= Problem to solve =
The expected answer comprises all lines from the entries that contain the string "face".

= Dataset =
+===+
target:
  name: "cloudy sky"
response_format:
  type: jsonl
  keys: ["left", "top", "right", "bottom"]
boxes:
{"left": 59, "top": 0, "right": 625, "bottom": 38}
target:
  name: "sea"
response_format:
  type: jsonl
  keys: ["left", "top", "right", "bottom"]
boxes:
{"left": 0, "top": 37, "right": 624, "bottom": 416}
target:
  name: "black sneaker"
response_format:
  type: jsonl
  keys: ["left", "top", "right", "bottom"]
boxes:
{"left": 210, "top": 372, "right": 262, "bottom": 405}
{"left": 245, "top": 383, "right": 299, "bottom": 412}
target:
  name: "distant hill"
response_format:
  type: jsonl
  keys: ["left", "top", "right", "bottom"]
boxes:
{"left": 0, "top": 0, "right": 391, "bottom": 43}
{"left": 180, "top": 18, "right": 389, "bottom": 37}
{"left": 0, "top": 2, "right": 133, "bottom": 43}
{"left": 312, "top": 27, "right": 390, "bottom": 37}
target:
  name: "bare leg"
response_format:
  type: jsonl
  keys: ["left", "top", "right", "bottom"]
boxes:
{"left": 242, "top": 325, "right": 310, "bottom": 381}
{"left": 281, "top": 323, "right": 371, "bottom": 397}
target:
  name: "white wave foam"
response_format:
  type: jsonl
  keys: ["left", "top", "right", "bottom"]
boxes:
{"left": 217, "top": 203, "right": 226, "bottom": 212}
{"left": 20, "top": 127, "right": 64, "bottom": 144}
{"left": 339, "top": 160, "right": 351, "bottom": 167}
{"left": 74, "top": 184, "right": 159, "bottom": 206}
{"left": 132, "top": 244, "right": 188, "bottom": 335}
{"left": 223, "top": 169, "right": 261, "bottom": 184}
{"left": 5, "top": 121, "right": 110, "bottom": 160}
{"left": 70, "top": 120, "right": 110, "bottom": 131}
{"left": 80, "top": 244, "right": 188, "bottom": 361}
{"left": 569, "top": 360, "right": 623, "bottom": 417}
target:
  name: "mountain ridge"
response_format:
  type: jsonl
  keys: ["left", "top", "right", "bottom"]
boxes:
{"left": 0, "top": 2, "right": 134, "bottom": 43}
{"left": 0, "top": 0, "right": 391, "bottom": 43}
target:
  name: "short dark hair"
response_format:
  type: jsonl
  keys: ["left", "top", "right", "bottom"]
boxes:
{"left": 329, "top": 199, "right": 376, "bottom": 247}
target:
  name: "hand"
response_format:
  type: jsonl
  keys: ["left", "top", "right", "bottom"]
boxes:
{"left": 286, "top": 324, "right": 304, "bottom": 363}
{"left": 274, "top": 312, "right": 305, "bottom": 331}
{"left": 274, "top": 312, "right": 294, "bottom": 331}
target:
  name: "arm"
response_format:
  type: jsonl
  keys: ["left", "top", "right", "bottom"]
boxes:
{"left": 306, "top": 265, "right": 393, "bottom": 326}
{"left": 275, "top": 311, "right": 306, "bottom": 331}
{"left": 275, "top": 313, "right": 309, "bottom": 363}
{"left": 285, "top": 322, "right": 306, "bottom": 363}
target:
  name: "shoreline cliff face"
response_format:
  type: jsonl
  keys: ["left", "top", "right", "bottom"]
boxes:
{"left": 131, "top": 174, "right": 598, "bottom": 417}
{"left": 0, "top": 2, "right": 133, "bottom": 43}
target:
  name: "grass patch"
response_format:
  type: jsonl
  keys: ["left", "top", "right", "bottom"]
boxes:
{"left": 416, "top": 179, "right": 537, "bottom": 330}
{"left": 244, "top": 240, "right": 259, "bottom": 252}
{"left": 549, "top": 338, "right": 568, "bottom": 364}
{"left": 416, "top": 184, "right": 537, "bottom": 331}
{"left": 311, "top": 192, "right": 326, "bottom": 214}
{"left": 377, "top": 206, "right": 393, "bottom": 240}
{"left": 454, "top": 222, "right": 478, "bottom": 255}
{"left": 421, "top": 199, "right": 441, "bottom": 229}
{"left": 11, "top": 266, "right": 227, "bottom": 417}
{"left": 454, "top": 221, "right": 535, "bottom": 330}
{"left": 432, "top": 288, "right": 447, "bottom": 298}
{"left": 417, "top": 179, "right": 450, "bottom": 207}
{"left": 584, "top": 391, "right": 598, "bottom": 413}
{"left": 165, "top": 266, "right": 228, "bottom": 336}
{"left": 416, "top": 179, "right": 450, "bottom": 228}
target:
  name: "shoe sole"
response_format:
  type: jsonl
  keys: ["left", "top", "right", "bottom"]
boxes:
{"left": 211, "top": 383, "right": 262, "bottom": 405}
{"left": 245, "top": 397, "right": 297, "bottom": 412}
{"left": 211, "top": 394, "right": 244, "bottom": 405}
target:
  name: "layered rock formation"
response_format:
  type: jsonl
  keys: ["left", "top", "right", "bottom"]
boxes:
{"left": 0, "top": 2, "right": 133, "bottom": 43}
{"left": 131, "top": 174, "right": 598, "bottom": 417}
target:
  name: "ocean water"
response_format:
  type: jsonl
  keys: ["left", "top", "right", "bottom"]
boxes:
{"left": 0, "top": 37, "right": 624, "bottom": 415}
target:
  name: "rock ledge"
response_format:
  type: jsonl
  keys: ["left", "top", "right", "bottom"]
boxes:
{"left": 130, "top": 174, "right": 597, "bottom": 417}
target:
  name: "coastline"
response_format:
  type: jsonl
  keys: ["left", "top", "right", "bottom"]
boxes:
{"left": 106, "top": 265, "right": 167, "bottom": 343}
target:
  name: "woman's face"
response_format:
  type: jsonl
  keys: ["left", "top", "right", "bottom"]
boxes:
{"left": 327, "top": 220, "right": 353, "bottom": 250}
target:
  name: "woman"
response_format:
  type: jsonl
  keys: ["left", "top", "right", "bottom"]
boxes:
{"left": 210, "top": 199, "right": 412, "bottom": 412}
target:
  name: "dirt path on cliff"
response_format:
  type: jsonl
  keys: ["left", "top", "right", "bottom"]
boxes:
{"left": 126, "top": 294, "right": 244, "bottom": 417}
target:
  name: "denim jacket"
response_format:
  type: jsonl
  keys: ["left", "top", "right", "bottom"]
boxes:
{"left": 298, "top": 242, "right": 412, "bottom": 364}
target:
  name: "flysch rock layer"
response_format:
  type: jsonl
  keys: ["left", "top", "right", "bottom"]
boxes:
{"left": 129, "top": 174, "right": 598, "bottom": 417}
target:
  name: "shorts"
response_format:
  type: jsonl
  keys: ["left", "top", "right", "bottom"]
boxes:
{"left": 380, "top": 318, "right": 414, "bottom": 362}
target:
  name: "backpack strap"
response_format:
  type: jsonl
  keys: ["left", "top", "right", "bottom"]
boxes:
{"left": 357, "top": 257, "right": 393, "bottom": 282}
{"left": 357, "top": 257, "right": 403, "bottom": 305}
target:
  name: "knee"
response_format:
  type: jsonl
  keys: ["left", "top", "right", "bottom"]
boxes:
+===+
= Task result =
  name: "shoreline cliff face"
  name: "woman's face"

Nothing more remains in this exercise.